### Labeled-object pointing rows
_ _ _ _
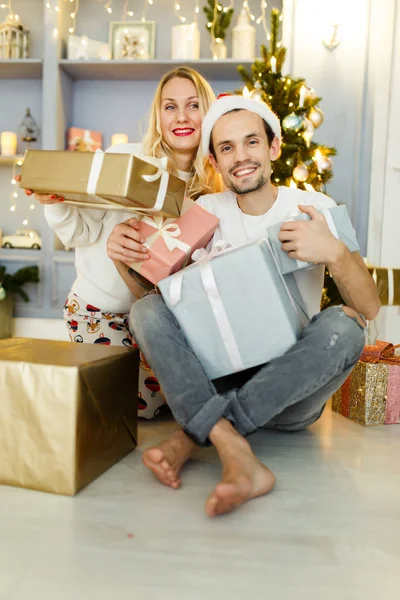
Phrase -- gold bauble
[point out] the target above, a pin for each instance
(316, 117)
(300, 173)
(257, 93)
_ _ _ _
### Given instruction
Rewrite all the rows above, keeping their request lines, but scale every coordinate in the answers by 0.7 and round each result to a whole number, with halves rounded up. Omit the pictures.

### Result
Phrase -- gold bauble
[point out] the target above, a pin for each instance
(221, 82)
(210, 121)
(180, 65)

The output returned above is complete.